Start of Block
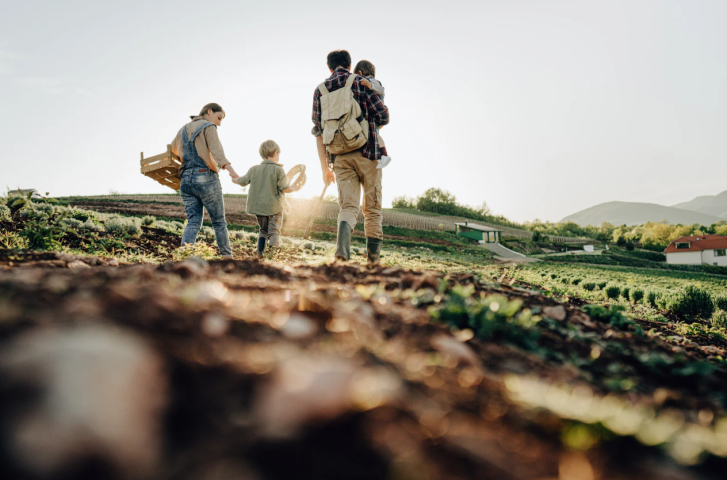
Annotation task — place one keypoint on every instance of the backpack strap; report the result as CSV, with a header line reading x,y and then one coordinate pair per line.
x,y
349,81
197,132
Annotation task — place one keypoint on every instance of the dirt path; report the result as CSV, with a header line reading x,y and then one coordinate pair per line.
x,y
256,370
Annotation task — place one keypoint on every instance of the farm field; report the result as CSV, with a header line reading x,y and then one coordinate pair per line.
x,y
438,364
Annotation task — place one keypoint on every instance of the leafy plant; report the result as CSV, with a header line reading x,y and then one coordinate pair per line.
x,y
692,303
637,295
613,292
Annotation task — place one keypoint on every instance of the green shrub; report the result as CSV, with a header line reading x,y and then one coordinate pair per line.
x,y
93,226
637,295
651,298
72,223
719,319
116,226
692,303
720,303
613,292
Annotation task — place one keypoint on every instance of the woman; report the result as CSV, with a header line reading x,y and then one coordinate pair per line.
x,y
199,147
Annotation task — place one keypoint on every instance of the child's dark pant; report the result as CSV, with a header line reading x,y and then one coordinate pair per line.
x,y
270,228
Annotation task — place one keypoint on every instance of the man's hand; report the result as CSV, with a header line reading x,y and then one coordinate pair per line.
x,y
328,176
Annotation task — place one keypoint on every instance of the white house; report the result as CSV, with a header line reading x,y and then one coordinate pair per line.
x,y
698,250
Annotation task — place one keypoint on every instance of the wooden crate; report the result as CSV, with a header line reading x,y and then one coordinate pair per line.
x,y
164,168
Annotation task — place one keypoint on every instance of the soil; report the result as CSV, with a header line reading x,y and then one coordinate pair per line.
x,y
173,210
272,371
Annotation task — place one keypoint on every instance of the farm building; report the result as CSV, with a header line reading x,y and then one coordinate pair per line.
x,y
477,232
698,250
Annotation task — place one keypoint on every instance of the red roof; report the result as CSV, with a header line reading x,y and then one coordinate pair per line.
x,y
697,243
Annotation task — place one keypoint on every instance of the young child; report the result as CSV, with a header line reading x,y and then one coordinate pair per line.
x,y
366,69
267,183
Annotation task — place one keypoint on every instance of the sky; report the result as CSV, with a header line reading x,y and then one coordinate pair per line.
x,y
539,108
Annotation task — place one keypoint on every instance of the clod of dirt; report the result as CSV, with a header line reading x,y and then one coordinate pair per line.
x,y
80,400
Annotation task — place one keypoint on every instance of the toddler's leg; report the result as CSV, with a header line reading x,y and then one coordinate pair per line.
x,y
275,226
263,222
385,158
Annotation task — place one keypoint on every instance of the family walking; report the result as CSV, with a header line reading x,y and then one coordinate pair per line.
x,y
348,111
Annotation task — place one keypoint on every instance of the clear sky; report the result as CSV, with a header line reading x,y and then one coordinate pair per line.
x,y
540,108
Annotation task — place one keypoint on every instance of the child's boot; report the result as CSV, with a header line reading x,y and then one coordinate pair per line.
x,y
260,246
373,250
343,241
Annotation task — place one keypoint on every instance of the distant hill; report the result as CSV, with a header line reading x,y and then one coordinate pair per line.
x,y
636,213
707,204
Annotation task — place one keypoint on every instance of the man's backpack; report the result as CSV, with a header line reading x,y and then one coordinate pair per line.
x,y
344,127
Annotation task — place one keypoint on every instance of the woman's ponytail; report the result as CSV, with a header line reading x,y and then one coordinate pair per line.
x,y
215,107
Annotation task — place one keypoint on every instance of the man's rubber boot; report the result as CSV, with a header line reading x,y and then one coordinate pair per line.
x,y
373,250
343,242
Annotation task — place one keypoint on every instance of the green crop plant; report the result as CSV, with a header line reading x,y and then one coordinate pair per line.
x,y
613,292
491,317
637,295
691,303
719,319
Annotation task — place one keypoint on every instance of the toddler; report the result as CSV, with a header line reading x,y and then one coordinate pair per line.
x,y
367,70
268,184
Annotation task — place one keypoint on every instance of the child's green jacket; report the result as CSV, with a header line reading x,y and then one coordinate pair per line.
x,y
267,182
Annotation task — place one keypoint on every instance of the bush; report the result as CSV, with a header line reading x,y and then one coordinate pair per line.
x,y
93,226
404,202
651,298
207,232
637,295
613,292
72,223
692,303
720,303
719,319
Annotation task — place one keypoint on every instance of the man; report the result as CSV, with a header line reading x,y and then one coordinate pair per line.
x,y
357,169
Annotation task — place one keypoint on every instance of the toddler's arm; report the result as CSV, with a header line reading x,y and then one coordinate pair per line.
x,y
244,180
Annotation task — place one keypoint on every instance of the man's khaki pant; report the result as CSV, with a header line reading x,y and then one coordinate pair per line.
x,y
354,171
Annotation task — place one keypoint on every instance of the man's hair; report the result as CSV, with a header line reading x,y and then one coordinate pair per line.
x,y
366,68
215,107
268,149
339,58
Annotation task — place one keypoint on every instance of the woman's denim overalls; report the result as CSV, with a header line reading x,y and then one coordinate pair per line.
x,y
201,189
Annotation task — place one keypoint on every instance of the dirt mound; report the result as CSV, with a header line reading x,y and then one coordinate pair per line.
x,y
256,370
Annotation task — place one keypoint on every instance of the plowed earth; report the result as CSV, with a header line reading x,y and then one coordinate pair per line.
x,y
258,370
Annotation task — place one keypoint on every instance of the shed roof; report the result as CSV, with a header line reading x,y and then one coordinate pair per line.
x,y
481,228
697,243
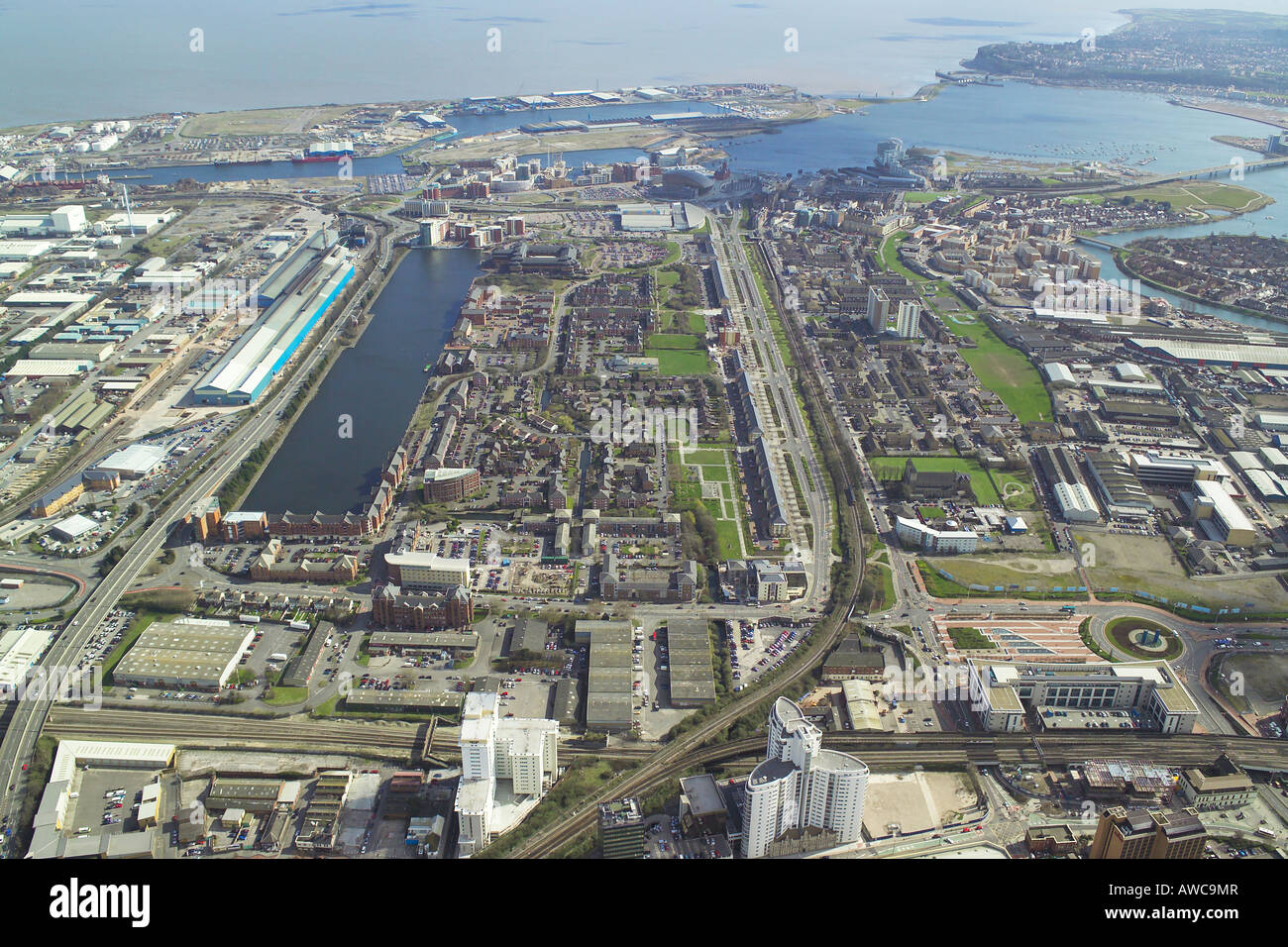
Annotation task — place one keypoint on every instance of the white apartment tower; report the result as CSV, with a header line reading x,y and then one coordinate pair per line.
x,y
800,785
879,308
909,320
493,750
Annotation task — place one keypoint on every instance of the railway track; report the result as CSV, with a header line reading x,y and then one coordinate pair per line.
x,y
688,750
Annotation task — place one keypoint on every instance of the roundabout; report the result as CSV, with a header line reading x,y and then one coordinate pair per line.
x,y
1144,639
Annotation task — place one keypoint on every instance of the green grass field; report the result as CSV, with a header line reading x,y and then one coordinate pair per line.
x,y
1188,195
674,363
678,354
1005,371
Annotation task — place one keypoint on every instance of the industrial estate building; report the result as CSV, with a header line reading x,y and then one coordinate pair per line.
x,y
62,827
194,654
506,764
609,680
300,291
802,796
690,663
1003,692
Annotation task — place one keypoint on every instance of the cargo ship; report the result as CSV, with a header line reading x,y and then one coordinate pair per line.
x,y
323,151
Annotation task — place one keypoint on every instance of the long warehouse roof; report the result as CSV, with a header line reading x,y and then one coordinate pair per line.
x,y
267,344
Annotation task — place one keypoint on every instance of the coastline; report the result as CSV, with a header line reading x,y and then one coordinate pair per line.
x,y
1121,260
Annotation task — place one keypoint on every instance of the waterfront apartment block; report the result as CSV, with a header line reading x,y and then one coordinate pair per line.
x,y
421,611
802,793
451,483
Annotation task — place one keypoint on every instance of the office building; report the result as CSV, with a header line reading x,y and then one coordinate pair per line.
x,y
426,573
1003,692
913,532
1129,834
802,796
879,308
1222,785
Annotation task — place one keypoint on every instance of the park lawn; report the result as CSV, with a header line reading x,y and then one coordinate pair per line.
x,y
702,458
986,493
673,341
890,256
729,538
1016,499
1190,195
970,639
673,363
1005,371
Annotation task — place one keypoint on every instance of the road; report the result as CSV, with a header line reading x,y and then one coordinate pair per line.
x,y
29,715
777,386
688,749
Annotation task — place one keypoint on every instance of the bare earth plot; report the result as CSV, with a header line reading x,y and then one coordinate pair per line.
x,y
914,801
262,121
1146,564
End of Block
_Problem to work on_
Return the records above exactly as written. Do not include their images.

_Answer section_
Annotation task — place one keypoint on every instance of the backpack strap; report the result as CSV, with a header line reading x,y and then one coordinate pair per line.
x,y
349,81
197,132
Annotation task — place one keypoint on every instance of the dirt path; report the result as CSV, with a header line reading x,y and then one coordinate pair per line.
x,y
256,370
Annotation task — place one keypoint on every instance of the farm field; report the result as CSV, with a header line reading x,y and then one coordinate pair per line.
x,y
438,364
Annotation task — place one keypoint on every instance of the leafy plant; report the result as CSV, with a header line reading x,y and then one coordinate pair per line.
x,y
692,303
637,295
613,292
Annotation task — place one keypoint on every instance of the green shrub; report the result as CSV, with a header line reading x,y and then one coordinate pair per line.
x,y
93,226
637,295
651,298
72,223
719,319
116,226
692,303
720,303
613,292
Annotation task — place one keypoint on every instance of the woman; report the result as CSV, with a header line reading x,y and then one coordinate pair per line.
x,y
199,147
Annotation task — place one keypoint on every instance of the child's dark pant; report the result as CSV, with a header line reading x,y and then one coordinate pair per line.
x,y
270,228
Annotation task — place one keypoint on every instance of the man's hand; report the result as CSV, with a header line reading x,y and then one coordinate pair per line.
x,y
328,176
Annotation task — place one keypoint on every instance of the white house; report the result as CSV, with a header line reading x,y and then one coordinate pair per line.
x,y
698,250
Annotation task — place one keypoint on every instance of the wooden crate; report the result as CSV, with a header line reading x,y and then one coordinate pair per line.
x,y
164,168
Annotation task — place one keypoint on every instance of the soil; report the result as CSV, with a header line reading x,y and then one coordinate pair per line.
x,y
173,210
272,371
Annotation task — place one keypoint on every instance of the farm building; report the result as CSV, with a header line reading x,y and then one coordinate pair per line.
x,y
477,232
698,250
Annotation task — place one keypoint on every instance of the red roof; report the result as CSV, with a header line reading x,y and then one coordinate pair per line.
x,y
697,243
Annotation task — place one keypoint on every instance of the young child; report the result as CSV, with a header line reading x,y and then one coordinate pair per line.
x,y
366,69
267,183
Annotation task — place one keypoint on every instance of the sky; report the result as CSV, with a header line reading x,y and then one coordinate pair per line.
x,y
539,108
Annotation task — place one keypoint on every instance of the clod of dirt; report the result as CSV, with a header line reading x,y and then one coordinate pair per line.
x,y
80,400
Annotation task — place one keypoint on every instance of the toddler's leg; report the result as CSV, with a header line reading x,y and then one coordinate pair per line.
x,y
275,226
263,222
385,158
Annotation task — place one keypoint on every instance of the family walking; report the result as CSV, with a header line reading x,y and then one coordinate pair per line.
x,y
348,111
Annotation task — place one keypoint on every instance of the clear sky; report the result as CSV, with a header line reading x,y and then one coordinate pair per line.
x,y
540,108
Annotation task — place one keypoint on every instance of the child's boot; report the result as CSV, with a header line reading x,y and then one coordinate pair per line.
x,y
260,246
373,250
343,241
Annotation task — place one keypoint on every instance of the distant hill; report the result as CSV, with a header line reading x,y and then one coordinate pair per line.
x,y
636,213
707,204
Annotation task — place one keypoint on every instance of the man's backpack; report the result as CSV, with a header line reading x,y and then one coordinate pair per line.
x,y
344,127
Annotation task — place one keypoint on every instance of the woman's ponytail; report the result as CSV, with a header line reading x,y and then one coordinate pair per line.
x,y
215,107
Annotation task — place one keypoint on every instance of the man's rubber boot; report the result as CSV, with a header line reading x,y and then one coordinate pair per line.
x,y
373,250
343,242
Annotation task — place one keypoint on every instance of the green crop plant; report the result as CSV, with a header line reading x,y and then one coordinate pair per line.
x,y
613,292
491,317
637,295
691,303
719,319
Annotation task — place one keypoint on every instance of the toddler; report the result as CSV, with a header line reading x,y and then one coordinate pair per line.
x,y
367,70
268,184
Annotation task — place one keypoint on every instance of the child's green jacket; report the result as CSV, with a header line reading x,y and then one coordinate pair per line.
x,y
267,182
Annotation task — place one keypoint on every instance of the bush; report the result as CSV, with a header line reading x,y and then one coordinate pair per line.
x,y
93,226
404,202
651,298
207,232
637,295
613,292
72,223
692,303
720,303
719,319
Annotation task — place one keypoint on every instance of the man; report the result as CSV, with a header line reading x,y and then one coordinate pair per line.
x,y
357,169
Annotation task — place one keypoint on every instance of the toddler's arm; report the result as CSV, with a header line reading x,y and then one coordinate pair per line.
x,y
244,180
Annotation task — place one keypoint on every instance of the man's khaki pant; report the result as CSV, with a header line reading x,y and then one coordinate pair per line.
x,y
354,171
Annotation task — place one keypoint on every instance of the man's hair; report the result as CSV, with a header line reading x,y and then one coordinate pair per line.
x,y
366,68
215,107
268,149
339,58
Annotation task — place one keypoint on every instance of the woman's denim overalls; report the result as CSV, with a header line reading x,y and then one coordinate pair per line.
x,y
201,189
Annotation task — place one keypoint on every instance of the dirt mound; report the result as CSV, with a header line reading x,y and then one coordinate pair per line.
x,y
256,370
Annotation task — place one keypoint on every instance of the plowed earth; report the result as CSV, with a header line reading x,y and then one coordinate pair per line.
x,y
258,370
Annotation task — place one keypoint on every instance of the shed roof; report the result as CSV, with a header line reading x,y and then one coordinate pair per line.
x,y
481,228
697,243
Annotation task — place one keypoint on every instance of the white apartment tower; report the result as CSV, with a header line reading x,y and then one coordinate pair per line.
x,y
800,785
879,308
909,320
493,750
Annotation task — place one keypoint on every instance of the railway track; report the result as CSV, with a header line reading x,y and then one coordinate pair per line.
x,y
688,750
Annotation task — place one keypoint on every instance of the roundabout; report the result as CSV, with a header line reading x,y and then one coordinate pair per line.
x,y
1144,639
Annotation task — place one keypoint on every instance of the green grass field; report the result as CSV, with a header line reading x,y and then one coordinate pair per line.
x,y
1188,195
674,363
678,354
1005,371
Annotation task — place one keypoint on every instance of the industrial estate building; report the result as CSV, with a header line reading x,y and then one coordinate pair per line.
x,y
62,827
194,654
506,764
609,680
300,291
802,796
690,663
1003,692
Annotation task — place one keypoint on every instance of the cargo ship; report the result as CSV, with a header line reading x,y and then one coordinate pair per line.
x,y
323,151
Annotation task — place one keypoint on every instance of the long warehouse roof; report the result as CSV, with a header line reading x,y and then one coordinate pair per line.
x,y
267,344
Annotation task — place one keypoint on every instance of the coastline; report the result as CSV, with a header line reading x,y and then one coordinate pair per line.
x,y
1121,260
Annotation task — place one keypoint on every instance of the waterfront apartment block; report the result as CSV, with a header line reading x,y and then one coordinate pair per line.
x,y
421,611
802,793
451,483
Annotation task — place one keypoint on every instance of the office building; report the result as CSV, with a header line reading x,y and then one coordinate pair per line.
x,y
426,573
1003,692
913,532
1129,834
802,796
879,308
1222,785
Annotation task — place one keypoint on every instance of the park lawn; report the result as CSV, with a header line reading x,y and then one coordinate pair per line.
x,y
702,458
986,493
673,341
890,256
729,538
1016,499
1190,195
970,639
673,363
1005,371
Annotation task — place one keypoint on every instance of the road; report the result as CSV, with a header line reading x,y and then one coordinate pair per line.
x,y
29,715
777,386
688,749
Annotation task — place one keypoint on every instance of the bare earth plot; report the result as CSV, with a header line reading x,y and then one coordinate pair per line.
x,y
914,801
262,121
1146,564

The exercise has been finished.